Referring expression data
++++++++

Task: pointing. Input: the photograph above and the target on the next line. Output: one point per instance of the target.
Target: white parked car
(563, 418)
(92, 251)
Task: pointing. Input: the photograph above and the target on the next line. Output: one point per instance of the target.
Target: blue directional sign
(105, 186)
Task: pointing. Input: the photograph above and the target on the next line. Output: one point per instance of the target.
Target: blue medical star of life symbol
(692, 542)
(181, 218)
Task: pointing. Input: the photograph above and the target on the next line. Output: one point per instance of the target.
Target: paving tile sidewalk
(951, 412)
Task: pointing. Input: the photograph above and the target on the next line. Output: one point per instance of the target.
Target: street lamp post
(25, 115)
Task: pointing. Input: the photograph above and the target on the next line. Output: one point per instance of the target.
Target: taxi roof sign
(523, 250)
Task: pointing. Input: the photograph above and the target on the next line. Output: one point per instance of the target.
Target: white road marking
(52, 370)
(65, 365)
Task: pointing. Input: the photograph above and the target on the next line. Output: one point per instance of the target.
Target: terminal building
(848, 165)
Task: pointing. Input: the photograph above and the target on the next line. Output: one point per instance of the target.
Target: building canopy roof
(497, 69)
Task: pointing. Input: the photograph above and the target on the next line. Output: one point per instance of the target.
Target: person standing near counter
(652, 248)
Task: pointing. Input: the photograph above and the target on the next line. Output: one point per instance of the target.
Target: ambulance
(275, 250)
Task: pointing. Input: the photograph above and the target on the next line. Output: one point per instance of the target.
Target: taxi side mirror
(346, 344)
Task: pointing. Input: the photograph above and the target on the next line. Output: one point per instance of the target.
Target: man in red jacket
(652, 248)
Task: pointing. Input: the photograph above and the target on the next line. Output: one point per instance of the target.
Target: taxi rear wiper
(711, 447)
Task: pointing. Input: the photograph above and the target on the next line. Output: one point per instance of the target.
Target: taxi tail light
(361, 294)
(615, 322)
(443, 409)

++++++++

- **Your instructions**: Reproduce the entries above in full by retyping them exactly.

- **Reply**:
Task: pointing. Input: the photograph above and the target on the next line. Output: one point per instance of the target.
Target: white parked car
(563, 418)
(92, 251)
Task: pointing. Input: the photograph above and the target on the next line. Output: one point per instance of the target.
Target: blue directional sign
(105, 186)
Task: pointing. Input: the photograph above and the target on the next line. Output: one point per instance of the target.
Target: blue medical star of life symbol
(692, 542)
(181, 218)
Task: pointing. Input: the photograph above and the target on the next line. Output: one point per instance of the target.
Target: paving tile sidewalk
(951, 412)
Task: pointing. Input: the photograph above and the target on the next line. Output: one point per instance of the target.
Target: street lamp post
(25, 115)
Task: pointing. Input: the photograph above and the target on the next line. Output: one point per instance of the target.
Target: taxi roof sign
(523, 250)
Task: pointing. Input: the photograph above and the target on the next line. Output: one point per instance of the target.
Target: white road marking
(52, 370)
(65, 365)
Task: pointing. Input: the photograph above and the target on the next line. Output: one point per instance of the target.
Target: terminal building
(848, 165)
Task: pointing. Input: the photograph above and the target on the next line. Output: one point per instance of the target.
Target: building canopy roof
(497, 69)
Task: pointing. Input: the photograph above and the target on the next line. Output: one point per instance of the target.
Target: person standing near counter
(652, 248)
Task: pointing. Input: the photograph above and the target on the next line. Output: one point per instance of the target.
Target: ambulance
(275, 250)
Task: pointing. Input: the photograph above and the target on the next line. Output: one point per instance of the target.
Target: taxi side mirror
(346, 344)
Task: pointing. Input: the photograph above and the target on the next line. Output: one point per instance of the target.
Target: man in red jacket
(652, 248)
Task: pointing. Input: the photograph above and the target on the next line. Output: one point per instance of the target.
Target: taxi rear wiper
(711, 447)
Task: pointing. Input: the photograph above and the target on the next line. Output: one point per instance of the target.
Target: taxi tail light
(361, 294)
(615, 322)
(443, 409)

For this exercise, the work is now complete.